Given instruction A: In the passage on democracies and war, replace "warriors" with "combatants" and give the passage again, starting at "Theoretically, private groups" and ending at "be extremely unlikely.".
Given instruction B:
Answer these questions from the passage on democracies and war:
(i) By what means, according to the passage, are the resources for war acquired?
(ii) What do republics rely on for defense instead of conscription?
(iii) In which war was conscription first proposed, and for what purpose?
Given instruction C: Write what comes next in the passage on democracies and war, picking up after its final sentence.

───── Supplied text ─────

Democracies also have the means to fight wars. Analysts of war spend too much time thinking about why wars are fought and far too little time contemplating the means of war. The resources for war are acquired by conscription, taxation, confiscation, and inflation. Without cannon and cannon fodder, there are no wars. In modern times, politicians neither fight nor pay for the wars they start or join. With their aura of legitimacy, democracies are particularly adept at utilizing all these means. Since citizens tend to identify with the democratic state, there is usually little trouble conscripting troops and confiscating the economic resources required for war. Perhaps this is why democracies tend to win the wars they fight.41 War is the health of the state, but the democratic state is also the health of war.

True, dictatorships also seem to be able to secure the resources necessary for war. Yet, our analysis is not so limited. We must also consider the ability of self-government and republics to secure these resources. Regimes of self-government obviously have no taxation or conscription. Anyone wishing to go to war must convince others to contribute money or troops. Generally speaking, however, wars are not profitable activities. The United States, for example, expended huge amounts of money fighting its major wars. It was able, however, to force its citizens to pay for these wars against their will by means of taxation, inflation42 and conscription.

Theoretically, private groups could still wish to fight wars for economic or other motives. Possibly, they could perceive these goals as outweighing the costs. Still, they would have to calculate whether they could achieve their goals more cheaply through trade or other peaceful means. It is difficult to conceive of a privately-funded war for natural resources that would be cheaper than simply buying them in the market. Further, the warriors would face the prospect of being ostracized for their violent acts, or losing the war and being annihilated. All in all, under self-government, frequent or wide-scale wars would be extremely unlikely.

Republics also discourage war. Republics differ from democracies in that they rely on militias, not conscription, for defense. The militia system is a powerful deterrent to invasion. To achieve victory, an invading army, with long supply lines, must subdue the entire able-bodied male population, fighting in their own backyards. As the Civil War demonstrated, it is a mistake for the invaded state to gather up its men into standing armies, and then go confront the invading army in set-piece battles in which the defenders are outnumbered. Militia and guerilla tactics would probably have carried the day. Conversely, militias are poor offensive weapons. They therefore discourage aggressive or imperialistic wars. They also thereby discourage preemptive strikes by other states that would otherwise fear invasion. Financially, republics have little or no taxation with which to fund aggressive war. Aggressive war lies beyond their constitutional mandate and the pursuit of such a war is likely to be resisted internally by well-armed citizens. Pure republics are unlikely to start wars, or lose them.

The imperial impulse springs mainly from the power elite. Ordinary people are less interested in conquering far-off places. The problem is, members of modern power elites are rarely interested in doing any actual fighting. Nor can a republican militia do the fighting. Thus, the elites turned inevitably to conscription, a concept alien to a free society. A brief survey of the history of American conscription shows its close link to imperial aims. Conscription was first proposed in the War of 1812 to provide troops to invade Canada. It was defeated in Congress. Conscription, opposed by New England in 1812, was supported by New England in 1863 to provide the Union with troops to invade the South. Citizens were conscripted to fight in Europe in 1917—1918. Troops were conscripted to fight in Europe and Asia in 1941—45. Troops were conscripted to fight in Korea and Viet Nam. Conscription must be seen as an important tool of imperialism and war.

───── Data provided ─────

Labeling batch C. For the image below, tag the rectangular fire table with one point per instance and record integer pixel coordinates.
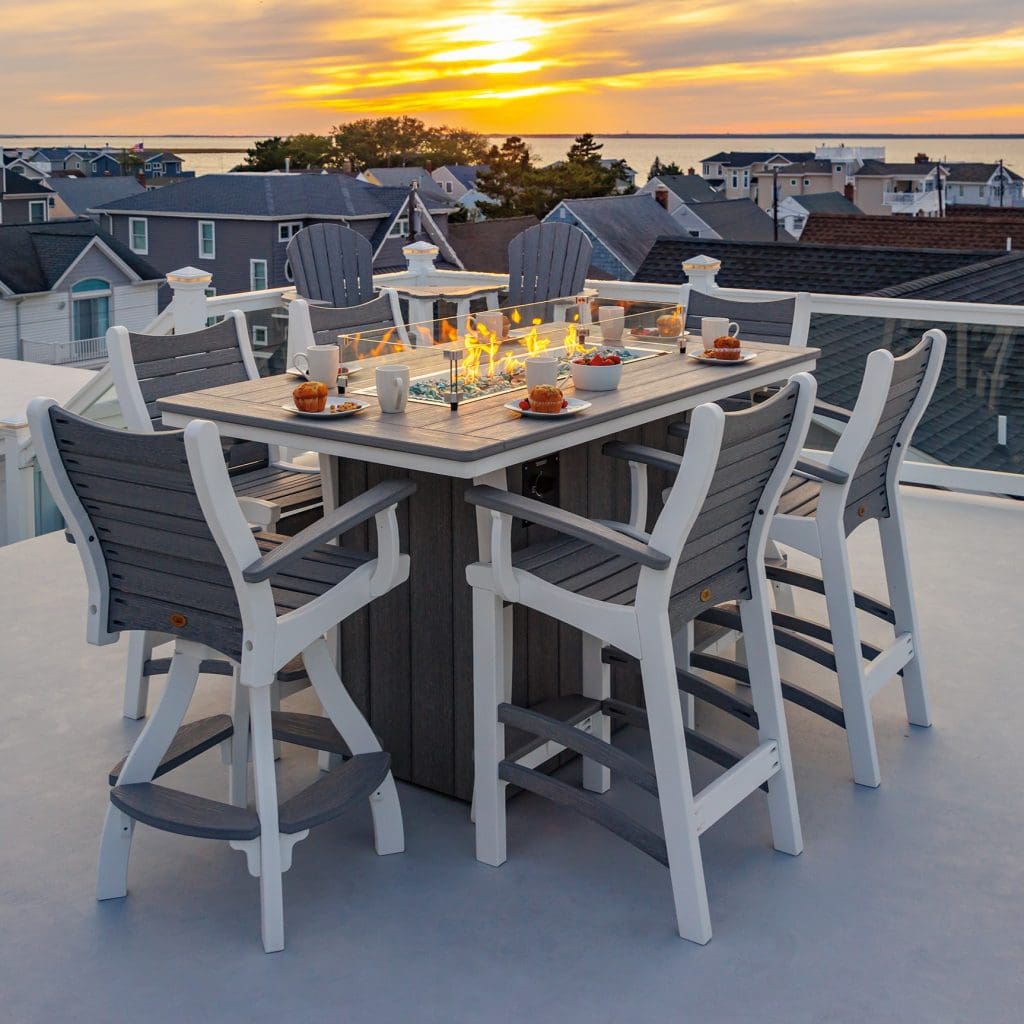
(408, 659)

─────

Exercise result A:
Theoretically, private groups could still wish to fight wars for economic or other motives. Possibly, they could perceive these goals as outweighing the costs. Still, they would have to calculate whether they could achieve their goals more cheaply through trade or other peaceful means. It is difficult to conceive of a privately-funded war for natural resources that would be cheaper than simply buying them in the market. Further, the combatants would face the prospect of being ostracized for their violent acts, or losing the war and being annihilated. All in all, under self-government, frequent or wide-scale wars would be extremely unlikely.

Exercise result B:
(i) Conscription, taxation, confiscation, and inflation.
(ii) Militias.
(iii) The War of 1812, to provide troops to invade Canada.

Exercise result C:
Summary. The history and evidence of democratic bellicosity is thoroughly explained by a theoretical examination of democracies’ motives for war and means to wage them.

PART IV — DOES DEMOCRACY PROMOTE PEACE? — A SUMMARY

From the above discussion, we can now rank each regime in accordance with the degree to which it achieves peace, foreign and domestic:

Figure No. 14

Regimes ranked by their peacefulness —

1. Self-government

2. Republics

3. Democracy

4. Dictatorship

Self-government is based on the notion that compelling an individual to join a political society against his will, is a violent and immoral act. The theory of self-government does not allow for any offensive political violence whatsoever. This is not to say that aggressive or offensive violence will not occur under this system, merely that it is not sanctioned by the theory itself. Thus, in theory, self-government is the most peaceful form of political organization. Little empirical evidence exists to confirm this. The reason for this is that by the time the theory was originated — no earlier than the mid-nineteenth century, and with greater force and frequency in the past forty years — the modern nation-state system was fully developed and nearly intractable. The state tends to grow, not contract, let alone cease to exist!

Four or five hundred years of statecraft and indoctrination have made the viability of self-government unthinkable to the masses. The popular mind laughs at the prospect of self-government, but is absolutely certain that the modern state, which pointlessly killed 200 million people in the last century,43 and is off to a fast start in this one, can guarantee peace and harmony. Brainwashed, anyone? Though self-government has yet to prove itself in action, what cannot be denied is that it is the only political system which leaves the laboratory of the mind without incorporating aggressive violence into its very structure. In contrast, the state system is aggressively violent in both theory and reality, producing a virtually endless stream of lurid and grotesquely brutal episodes in its career, murdering hundreds of millions of people it was allegedly designed to protect, setting back human progress centuries, and destroying modern man’s peace of mind in ways he may never fully understand. In today’s world, in large part the product of the rise of democratic states, tranquility is a state of mind best achieved by the ingestion of tranquilizers.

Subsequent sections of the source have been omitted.